> Written exercise
Give all of the records below as a two-column CSV with the headers request and answer, with one row per record. Put each record's text and its answer in one quoted field apiece, with line breaks replaced by spaces.

[Source records]
* begin *

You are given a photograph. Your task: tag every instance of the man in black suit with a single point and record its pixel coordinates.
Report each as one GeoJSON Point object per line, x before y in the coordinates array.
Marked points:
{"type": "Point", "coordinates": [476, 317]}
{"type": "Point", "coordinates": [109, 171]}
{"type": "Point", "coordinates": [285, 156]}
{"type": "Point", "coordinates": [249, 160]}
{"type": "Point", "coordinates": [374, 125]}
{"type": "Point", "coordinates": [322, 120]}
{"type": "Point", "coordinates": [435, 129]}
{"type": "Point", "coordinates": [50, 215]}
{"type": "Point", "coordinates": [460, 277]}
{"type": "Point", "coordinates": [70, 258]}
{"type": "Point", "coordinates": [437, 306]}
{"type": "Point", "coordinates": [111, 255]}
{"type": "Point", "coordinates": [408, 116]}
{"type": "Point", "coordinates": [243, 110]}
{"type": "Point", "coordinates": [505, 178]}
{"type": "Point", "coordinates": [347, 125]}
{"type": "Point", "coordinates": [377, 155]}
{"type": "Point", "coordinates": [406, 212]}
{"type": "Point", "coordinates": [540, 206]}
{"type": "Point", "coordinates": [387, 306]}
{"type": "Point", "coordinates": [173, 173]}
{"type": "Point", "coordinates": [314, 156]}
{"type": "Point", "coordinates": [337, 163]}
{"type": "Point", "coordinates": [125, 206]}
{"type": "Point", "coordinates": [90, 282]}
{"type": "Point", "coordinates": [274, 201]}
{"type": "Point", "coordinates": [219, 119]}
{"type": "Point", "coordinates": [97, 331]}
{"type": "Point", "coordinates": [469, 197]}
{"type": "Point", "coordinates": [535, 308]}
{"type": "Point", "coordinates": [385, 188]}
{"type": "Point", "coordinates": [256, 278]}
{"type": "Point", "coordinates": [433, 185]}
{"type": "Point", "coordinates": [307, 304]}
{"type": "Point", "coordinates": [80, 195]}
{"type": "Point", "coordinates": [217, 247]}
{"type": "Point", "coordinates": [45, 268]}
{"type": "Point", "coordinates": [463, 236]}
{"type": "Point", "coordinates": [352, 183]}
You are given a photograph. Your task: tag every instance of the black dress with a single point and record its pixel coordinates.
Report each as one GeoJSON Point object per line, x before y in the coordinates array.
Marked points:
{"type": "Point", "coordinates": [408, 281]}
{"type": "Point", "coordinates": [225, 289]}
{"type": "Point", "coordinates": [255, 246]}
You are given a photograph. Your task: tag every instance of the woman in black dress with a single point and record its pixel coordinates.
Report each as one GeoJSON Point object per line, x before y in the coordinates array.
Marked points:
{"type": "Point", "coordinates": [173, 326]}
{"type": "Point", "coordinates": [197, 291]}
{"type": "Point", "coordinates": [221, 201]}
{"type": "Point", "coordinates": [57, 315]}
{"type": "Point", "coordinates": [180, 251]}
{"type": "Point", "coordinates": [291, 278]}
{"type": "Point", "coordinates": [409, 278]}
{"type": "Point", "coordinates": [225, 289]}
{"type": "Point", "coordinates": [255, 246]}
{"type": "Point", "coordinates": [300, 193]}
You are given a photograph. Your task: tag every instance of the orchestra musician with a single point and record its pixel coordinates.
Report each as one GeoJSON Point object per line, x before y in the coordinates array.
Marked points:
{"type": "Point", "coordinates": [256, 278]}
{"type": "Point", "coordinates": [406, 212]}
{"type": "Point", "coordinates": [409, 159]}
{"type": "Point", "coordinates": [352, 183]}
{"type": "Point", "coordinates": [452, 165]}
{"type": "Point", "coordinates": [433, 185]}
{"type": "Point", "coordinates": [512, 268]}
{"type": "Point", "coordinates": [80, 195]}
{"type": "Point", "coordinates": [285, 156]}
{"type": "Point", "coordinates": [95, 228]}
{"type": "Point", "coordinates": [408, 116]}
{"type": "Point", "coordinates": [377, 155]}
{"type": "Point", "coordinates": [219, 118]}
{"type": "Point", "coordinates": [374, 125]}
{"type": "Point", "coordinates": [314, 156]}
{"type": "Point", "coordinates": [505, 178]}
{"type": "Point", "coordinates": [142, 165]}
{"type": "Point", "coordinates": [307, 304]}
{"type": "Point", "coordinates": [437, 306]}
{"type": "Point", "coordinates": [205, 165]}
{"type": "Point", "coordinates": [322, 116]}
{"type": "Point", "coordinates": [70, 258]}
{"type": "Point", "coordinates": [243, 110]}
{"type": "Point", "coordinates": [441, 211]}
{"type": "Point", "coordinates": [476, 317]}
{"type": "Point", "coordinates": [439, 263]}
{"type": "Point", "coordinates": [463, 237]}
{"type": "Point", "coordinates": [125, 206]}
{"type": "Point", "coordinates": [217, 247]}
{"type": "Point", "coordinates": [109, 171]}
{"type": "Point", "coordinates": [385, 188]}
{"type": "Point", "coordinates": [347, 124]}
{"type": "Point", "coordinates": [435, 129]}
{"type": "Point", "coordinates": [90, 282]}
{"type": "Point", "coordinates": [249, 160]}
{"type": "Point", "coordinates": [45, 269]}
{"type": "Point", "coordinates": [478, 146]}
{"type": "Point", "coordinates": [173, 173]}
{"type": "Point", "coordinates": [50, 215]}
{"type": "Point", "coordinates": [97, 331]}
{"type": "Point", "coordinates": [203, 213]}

* end *

> In response
request,answer
"You are given a photograph. Your task: tag every instance of the man in black suit with a single point and record its pixel coordinates. Report each as one GeoJSON Point object per line, x before y in the coordinates array. Marked points:","{""type"": ""Point"", ""coordinates"": [476, 317]} {""type"": ""Point"", ""coordinates"": [109, 171]} {""type"": ""Point"", ""coordinates"": [285, 156]} {""type"": ""Point"", ""coordinates"": [249, 160]} {""type"": ""Point"", ""coordinates"": [374, 125]} {""type"": ""Point"", ""coordinates"": [322, 120]} {""type"": ""Point"", ""coordinates"": [435, 129]} {""type"": ""Point"", ""coordinates"": [50, 215]} {""type"": ""Point"", ""coordinates"": [460, 277]} {""type"": ""Point"", ""coordinates"": [70, 258]} {""type"": ""Point"", ""coordinates"": [437, 306]} {""type"": ""Point"", ""coordinates"": [111, 255]} {""type"": ""Point"", ""coordinates"": [408, 116]} {""type"": ""Point"", ""coordinates"": [243, 110]} {""type"": ""Point"", ""coordinates"": [505, 178]} {""type"": ""Point"", ""coordinates"": [347, 125]} {""type"": ""Point"", ""coordinates"": [377, 155]} {""type"": ""Point"", ""coordinates"": [406, 212]} {""type"": ""Point"", ""coordinates"": [540, 206]} {""type"": ""Point"", ""coordinates"": [387, 306]} {""type"": ""Point"", ""coordinates"": [173, 173]} {""type"": ""Point"", ""coordinates"": [314, 156]} {""type"": ""Point"", ""coordinates"": [337, 163]} {""type"": ""Point"", ""coordinates"": [125, 206]} {""type"": ""Point"", ""coordinates"": [90, 282]} {""type"": ""Point"", ""coordinates"": [274, 201]} {""type"": ""Point"", ""coordinates"": [219, 119]} {""type"": ""Point"", ""coordinates"": [97, 331]} {""type"": ""Point"", ""coordinates"": [469, 197]} {""type"": ""Point"", ""coordinates"": [535, 308]} {""type"": ""Point"", ""coordinates"": [385, 188]} {""type"": ""Point"", ""coordinates"": [256, 278]} {""type"": ""Point"", ""coordinates"": [433, 185]} {""type"": ""Point"", ""coordinates"": [307, 304]} {""type"": ""Point"", ""coordinates"": [80, 195]} {""type"": ""Point"", ""coordinates"": [217, 247]} {""type"": ""Point"", ""coordinates"": [45, 268]} {""type"": ""Point"", ""coordinates"": [463, 236]} {""type"": ""Point"", ""coordinates"": [352, 183]}"
"You are given a photograph. Your task: tag every instance of the black dress with a single point and record its pixel coordinates. Report each as one GeoJSON Point object per line, x before y in the coordinates array. Marked points:","{""type"": ""Point"", ""coordinates"": [408, 281]} {""type"": ""Point"", ""coordinates"": [225, 289]} {""type"": ""Point"", ""coordinates"": [255, 246]}"
"You are given a photograph. Your task: tag every instance of the woman in black dress with a single point and record its pixel coordinates. Report each as one GeoJSON Point object per line, x before y in the coordinates array. Marked points:","{""type"": ""Point"", ""coordinates"": [173, 326]} {""type"": ""Point"", ""coordinates"": [197, 291]} {""type"": ""Point"", ""coordinates"": [221, 201]} {""type"": ""Point"", ""coordinates"": [57, 315]} {""type"": ""Point"", ""coordinates"": [180, 251]} {""type"": ""Point"", ""coordinates"": [291, 278]} {""type"": ""Point"", ""coordinates"": [409, 278]} {""type"": ""Point"", ""coordinates"": [225, 289]} {""type"": ""Point"", ""coordinates"": [255, 246]} {""type"": ""Point"", ""coordinates"": [300, 193]}"
"You are given a photograph. Your task: tag every instance of the orchestra musician with a single point and record its pixel coordinates. Report each as one GeoJSON Point object per line, x before y in the coordinates array. Marked points:","{""type"": ""Point"", ""coordinates"": [256, 278]} {""type"": ""Point"", ""coordinates"": [406, 212]} {""type"": ""Point"", ""coordinates"": [409, 159]} {""type"": ""Point"", ""coordinates"": [352, 183]} {""type"": ""Point"", ""coordinates"": [452, 165]} {""type"": ""Point"", ""coordinates"": [433, 185]} {""type"": ""Point"", ""coordinates"": [512, 268]} {""type"": ""Point"", ""coordinates"": [80, 195]} {""type"": ""Point"", ""coordinates"": [285, 156]} {""type"": ""Point"", ""coordinates"": [95, 228]} {""type"": ""Point"", ""coordinates"": [408, 116]} {""type"": ""Point"", ""coordinates"": [377, 155]} {""type"": ""Point"", ""coordinates"": [219, 118]} {""type"": ""Point"", ""coordinates"": [374, 125]} {""type"": ""Point"", ""coordinates"": [314, 156]} {""type"": ""Point"", ""coordinates"": [505, 178]} {""type"": ""Point"", ""coordinates"": [142, 165]} {""type"": ""Point"", ""coordinates"": [307, 304]} {""type"": ""Point"", ""coordinates"": [437, 306]} {""type"": ""Point"", ""coordinates"": [205, 165]} {""type"": ""Point"", ""coordinates"": [322, 116]} {""type"": ""Point"", ""coordinates"": [70, 258]} {""type"": ""Point"", ""coordinates"": [243, 110]} {""type"": ""Point"", ""coordinates"": [441, 211]} {""type"": ""Point"", ""coordinates"": [476, 317]} {""type"": ""Point"", ""coordinates"": [439, 263]} {""type"": ""Point"", ""coordinates"": [463, 237]} {""type"": ""Point"", ""coordinates"": [125, 206]} {""type"": ""Point"", ""coordinates"": [217, 247]} {""type"": ""Point"", ""coordinates"": [109, 171]} {""type"": ""Point"", ""coordinates"": [385, 188]} {""type"": ""Point"", ""coordinates"": [347, 124]} {""type"": ""Point"", ""coordinates"": [435, 129]} {""type"": ""Point"", ""coordinates"": [90, 282]} {""type"": ""Point"", ""coordinates"": [249, 160]} {""type"": ""Point"", ""coordinates"": [45, 269]} {""type"": ""Point"", ""coordinates"": [478, 146]} {""type"": ""Point"", ""coordinates"": [173, 173]} {""type"": ""Point"", ""coordinates"": [50, 215]} {""type"": ""Point"", ""coordinates"": [97, 331]} {""type"": ""Point"", ""coordinates"": [203, 213]}"